Will you print the material below without altering a single character?

Position annotation records:
★ ★ ★ ★ ★ ★ ★
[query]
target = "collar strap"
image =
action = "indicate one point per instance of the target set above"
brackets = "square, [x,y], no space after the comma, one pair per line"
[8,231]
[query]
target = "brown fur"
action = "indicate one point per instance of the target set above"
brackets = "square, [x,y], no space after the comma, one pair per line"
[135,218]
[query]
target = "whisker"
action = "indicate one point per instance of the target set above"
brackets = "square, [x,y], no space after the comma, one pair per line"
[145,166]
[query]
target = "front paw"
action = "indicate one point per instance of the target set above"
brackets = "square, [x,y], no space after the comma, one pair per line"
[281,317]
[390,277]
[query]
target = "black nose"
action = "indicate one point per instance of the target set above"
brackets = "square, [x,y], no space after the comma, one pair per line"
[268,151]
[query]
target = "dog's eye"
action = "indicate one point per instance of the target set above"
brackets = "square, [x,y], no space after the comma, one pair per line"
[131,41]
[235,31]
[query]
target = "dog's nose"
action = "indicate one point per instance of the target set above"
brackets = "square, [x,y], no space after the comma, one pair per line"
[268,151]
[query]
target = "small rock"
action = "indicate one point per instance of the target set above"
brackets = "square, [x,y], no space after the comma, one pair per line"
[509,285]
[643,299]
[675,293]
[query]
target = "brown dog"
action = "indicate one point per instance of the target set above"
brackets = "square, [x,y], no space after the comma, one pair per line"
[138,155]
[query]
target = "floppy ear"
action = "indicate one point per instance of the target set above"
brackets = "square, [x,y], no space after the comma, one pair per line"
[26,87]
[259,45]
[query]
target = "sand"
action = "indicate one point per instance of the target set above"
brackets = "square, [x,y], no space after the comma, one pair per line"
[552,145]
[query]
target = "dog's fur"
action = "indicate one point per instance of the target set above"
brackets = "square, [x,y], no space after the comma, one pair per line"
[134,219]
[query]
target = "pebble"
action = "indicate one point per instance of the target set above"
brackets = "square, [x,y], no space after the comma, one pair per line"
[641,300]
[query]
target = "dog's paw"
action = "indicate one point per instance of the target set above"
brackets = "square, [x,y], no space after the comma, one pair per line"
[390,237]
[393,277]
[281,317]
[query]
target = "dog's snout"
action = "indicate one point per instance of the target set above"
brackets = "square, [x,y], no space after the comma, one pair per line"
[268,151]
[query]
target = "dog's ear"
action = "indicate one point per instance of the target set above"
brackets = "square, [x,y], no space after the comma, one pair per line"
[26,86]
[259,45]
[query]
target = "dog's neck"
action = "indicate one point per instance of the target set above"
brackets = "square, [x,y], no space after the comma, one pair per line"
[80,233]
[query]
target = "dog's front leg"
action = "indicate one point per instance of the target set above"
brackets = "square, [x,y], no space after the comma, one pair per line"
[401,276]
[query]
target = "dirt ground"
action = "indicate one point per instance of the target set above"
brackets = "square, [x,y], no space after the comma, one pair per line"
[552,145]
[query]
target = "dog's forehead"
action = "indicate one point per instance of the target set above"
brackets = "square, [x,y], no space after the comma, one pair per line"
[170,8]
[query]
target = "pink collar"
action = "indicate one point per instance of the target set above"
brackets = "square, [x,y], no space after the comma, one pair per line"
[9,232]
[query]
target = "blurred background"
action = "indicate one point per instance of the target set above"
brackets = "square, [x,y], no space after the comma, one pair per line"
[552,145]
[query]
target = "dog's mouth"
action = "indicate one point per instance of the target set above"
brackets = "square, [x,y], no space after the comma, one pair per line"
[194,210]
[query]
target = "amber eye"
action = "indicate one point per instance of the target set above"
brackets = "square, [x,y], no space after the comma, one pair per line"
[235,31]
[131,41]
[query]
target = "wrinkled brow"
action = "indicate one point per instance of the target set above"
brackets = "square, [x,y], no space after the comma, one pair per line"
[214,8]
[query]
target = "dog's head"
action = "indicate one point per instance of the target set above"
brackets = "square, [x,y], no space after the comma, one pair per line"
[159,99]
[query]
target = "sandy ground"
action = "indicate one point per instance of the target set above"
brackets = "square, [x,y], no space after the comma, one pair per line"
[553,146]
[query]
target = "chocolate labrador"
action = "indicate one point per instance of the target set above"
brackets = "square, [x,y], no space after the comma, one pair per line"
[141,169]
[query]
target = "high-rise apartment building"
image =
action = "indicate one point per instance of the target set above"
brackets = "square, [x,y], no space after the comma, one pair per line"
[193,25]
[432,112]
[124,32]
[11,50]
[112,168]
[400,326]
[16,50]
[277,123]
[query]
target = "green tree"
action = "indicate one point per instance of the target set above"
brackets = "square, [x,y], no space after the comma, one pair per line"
★ ★ ★ ★ ★ ★ ★
## Solved exercise
[query]
target = "collar strap"
image =
action = "indicate one point per instance of the target set above"
brackets = "square, [x,y], no space after the comma, one pair per line"
[8,231]
[query]
target = "brown fur"
action = "indicate one point per instance of the target set above"
brackets = "square, [x,y], no space after the comma, one pair per line"
[135,218]
[query]
target = "whisker"
action = "indicate one point per instance of the target set above"
brackets = "square, [x,y], no space after the comma, one pair per line"
[145,166]
[query]
target = "front paw"
action = "indicate one point per instance of the target set above"
brackets = "square, [x,y], no space after the comma, one pair per line"
[281,317]
[390,277]
[query]
target = "black nose"
action = "indicate one point per instance of the target set above"
brackets = "square, [x,y], no space after the comma, one pair per line"
[268,151]
[query]
target = "dog's eye"
action = "indicate one point per instance of the target set above"
brackets = "square, [x,y], no space after the comma, one pair per line"
[131,41]
[235,31]
[query]
target = "dog's nose"
action = "indicate one point per instance of the target set above"
brackets = "square, [x,y], no space after the comma, one pair per line"
[268,151]
[query]
target = "small rock"
action = "indicate one point per instance of the target set above"
brackets = "square, [x,y], no space after the comma, one pair per line"
[509,285]
[643,299]
[675,293]
[query]
target = "brown dog"
action = "indicate one point per instance of the target set above"
brackets = "square, [x,y], no space after the comma, one pair per line"
[138,155]
[query]
target = "floppy ear"
action = "indicate one point per instance of the target set above"
brackets = "square, [x,y], no space after the comma, one pair per line"
[26,87]
[259,45]
[query]
target = "sand"
action = "indicate one point per instance of the target set above"
brackets = "square, [x,y], no space after the comma, one pair per line"
[552,145]
[query]
target = "dog's fur"
action = "indicate one point per instance of the target set above"
brackets = "square, [x,y], no space after the comma, one pair per line"
[134,219]
[query]
target = "pebble"
action = "indicate one point per instance of the target set above"
brackets = "square, [x,y], no space after the comma, one pair per line"
[641,300]
[query]
target = "dog's paw"
action = "indicate one point per instance of the target set above"
brackets = "square, [x,y], no space after the comma, one pair per line"
[390,237]
[393,277]
[281,317]
[query]
target = "dog's snout"
action = "indicate one point per instance of the target set above"
brackets = "square, [x,y], no space after the comma, one pair per line"
[268,151]
[query]
target = "dog's ear"
action = "indicate one point per instance of the target set above"
brackets = "square, [x,y], no space after the comma, one pair per line"
[26,86]
[259,45]
[query]
target = "dog's neck"
action = "indicate one point per instance of the target set above"
brackets = "square, [x,y], no space after the comma, one pair per line"
[80,233]
[query]
target = "dog's front leg"
action = "indicate one point per instance of the target set above"
brackets = "square, [x,y], no space after the comma, one pair per line"
[401,276]
[query]
target = "dirt ground"
action = "indicate one point per instance of the target set above"
brackets = "square, [x,y], no space after the comma, one pair per line"
[552,145]
[query]
target = "dog's forehead"
action = "indicate one point per instance of the target set above"
brackets = "square, [x,y], no space after the comma, one pair per line"
[170,8]
[query]
target = "pink collar"
action = "indicate one point per instance of the target set above"
brackets = "square, [x,y], no space after the comma, one pair per line"
[9,232]
[query]
target = "blurred background"
action = "indicate one point per instance of the target set above"
brackets = "square, [x,y], no space after the comma, one pair per line"
[552,145]
[query]
target = "dog's mouth"
action = "indicate one point per instance of the target set above"
brackets = "square, [x,y], no space after the comma, one pair per line"
[194,210]
[query]
target = "amber eye"
action = "indicate one point per instance of the target set above"
brackets = "square, [x,y], no space after the comma, one pair per line"
[235,31]
[131,41]
[query]
target = "wrinkled brow"
action = "indicate one point per instance of the target set above"
brackets = "square, [x,y], no space after the comma, one pair per line"
[214,8]
[query]
target = "dog's head"
action = "indicate one point per instance of the target set above"
brackets = "square, [x,y], no space after the comma, one pair per line"
[159,99]
[query]
target = "sandy ground"
action = "indicate one point per instance of the target set above"
brackets = "square, [x,y], no space after the comma, one pair per line"
[553,146]
[query]
target = "chocolate labrador"
action = "indicate one point per instance of the target set above"
brackets = "square, [x,y], no space after the comma, one pair per line"
[141,169]
[query]
target = "high-rise apartment building"
image =
action = "indicate one point per instance of the target set above"
brackets = "square, [x,y], no space after the comma, one pair per line"
[193,25]
[432,112]
[124,32]
[11,50]
[112,168]
[400,326]
[16,50]
[277,123]
[query]
target = "green tree"
action = "indicate one point per instance of the target set above"
brackets = "square, [x,y], no space after the comma, one pair per line"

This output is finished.